=== TEXTAUSZUG ===
Man könnte sich bei den negativen Formulierungen dieser Art noch weiter steigern, und bei gewissen Parteien habe ich ohnehin kaum noch Hoffnung auf Besserung. Das war es dann wohl.

Andererseits hilft uns die fatalistische Haltung nicht mehr weiter, wie wir ebenfalls alle wissen. Die Mühen der Ebene oder der Berge, wo sind wir eigentlich. Offene Feldschlacht und die Kunst des Krieges, allmähliche Verfertigung, Kaizen, alerta, alerta, was auch immer. To muddle through and to keep buggering on, wie in den letzten Wochen bereits für dieses Jahr vorgemerkt. Wir können aus den Geschichtsbüchern keinen Berechtigungsschein auf eine uns genehme und sich progressiv entwickelnde Weltlage ableiten, wie es aussieht. Es wirkte nur eine Weile lang so, und wir wollten es wohl auch zu lange glauben.

Jeder also wo, wie und was er kann, um es kurz zu fassen. Mit Bandenbildung und allem. Wir wollen uns doch etwas Mühe geben, wollen wir nicht?
=== ANGEZEIGTE DATEN ===
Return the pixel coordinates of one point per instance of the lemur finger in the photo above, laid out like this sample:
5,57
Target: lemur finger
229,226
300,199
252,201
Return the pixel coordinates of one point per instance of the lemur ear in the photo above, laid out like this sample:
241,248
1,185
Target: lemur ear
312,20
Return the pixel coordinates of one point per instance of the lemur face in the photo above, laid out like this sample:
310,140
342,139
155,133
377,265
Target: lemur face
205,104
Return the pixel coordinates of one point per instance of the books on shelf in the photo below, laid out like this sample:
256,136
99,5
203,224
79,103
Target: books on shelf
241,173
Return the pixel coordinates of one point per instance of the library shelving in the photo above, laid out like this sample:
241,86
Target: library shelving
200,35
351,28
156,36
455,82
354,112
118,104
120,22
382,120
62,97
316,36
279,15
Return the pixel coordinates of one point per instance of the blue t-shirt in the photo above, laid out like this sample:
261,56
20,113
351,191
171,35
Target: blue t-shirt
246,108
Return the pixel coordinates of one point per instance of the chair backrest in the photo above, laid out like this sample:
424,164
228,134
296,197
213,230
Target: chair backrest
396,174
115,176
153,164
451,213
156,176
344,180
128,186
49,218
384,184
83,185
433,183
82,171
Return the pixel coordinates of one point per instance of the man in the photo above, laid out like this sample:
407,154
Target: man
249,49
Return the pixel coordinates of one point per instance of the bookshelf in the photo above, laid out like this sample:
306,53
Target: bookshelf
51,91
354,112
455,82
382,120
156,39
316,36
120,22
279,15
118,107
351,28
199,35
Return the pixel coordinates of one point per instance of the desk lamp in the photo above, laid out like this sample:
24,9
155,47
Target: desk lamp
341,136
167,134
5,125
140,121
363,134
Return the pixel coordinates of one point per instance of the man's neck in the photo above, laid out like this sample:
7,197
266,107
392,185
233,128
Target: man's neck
===
### AUFGABENSTELLUNG
1. Was lässt sich laut dem Textauszug aus den Geschichtsbüchern nicht ableiten?
2. Welche Schlagworte zählt der Textauszug in dem Satz auf, der mit „Offene Feldschlacht“ beginnt? Nenne alle außer dem abschließenden „was auch immer“.
3. Führe den Textauszug über den Umgang mit einer ungünstigen Weltlage im Anschluss an seinen letzten Satz fort.

### ERGEBNISSE
1. Ein Berechtigungsschein auf eine uns genehme und sich progressiv entwickelnde Weltlage.

2.
- Offene Feldschlacht
- die Kunst des Krieges
- allmähliche Verfertigung
- Kaizen
- alerta, alerta

3.
Mit einer recht hohen Wahrscheinlichkeit wird sich mein Befinden allerdings in wenigen Tagen bereits deutlich verbessern, vielleicht sogar schon in Stunden. Wie es bei gewöhnlichen Infekten so ist. Beim Land, bei den Werten und bei der Demokratie wäre das in dieser Geschwindigkeit eine Wunderheilung, damit rechne ich nicht.

Es sind doch eher chronifizierte Gebrechen, die einer komplizierten Langzeittherapie bedürfen, und ein Ende ist auch nicht abzusehen. Die diagnostizierenden Fachleute machen vage Gesten der Unbestimmtheit und wissen noch nicht recht. Sie gucken mehrheitlich eher skeptisch als optimistisch, legen sich aber nicht fest. Noch dies und jenes versuchen, sagen sie, man will dann auch nicht ausgelassen haben. Wohin aber schickt man Länder, Werte und Systeme zur Kur?

Darüber heute ein wenig im Bett nachdenken. Ich lege mich wieder hin.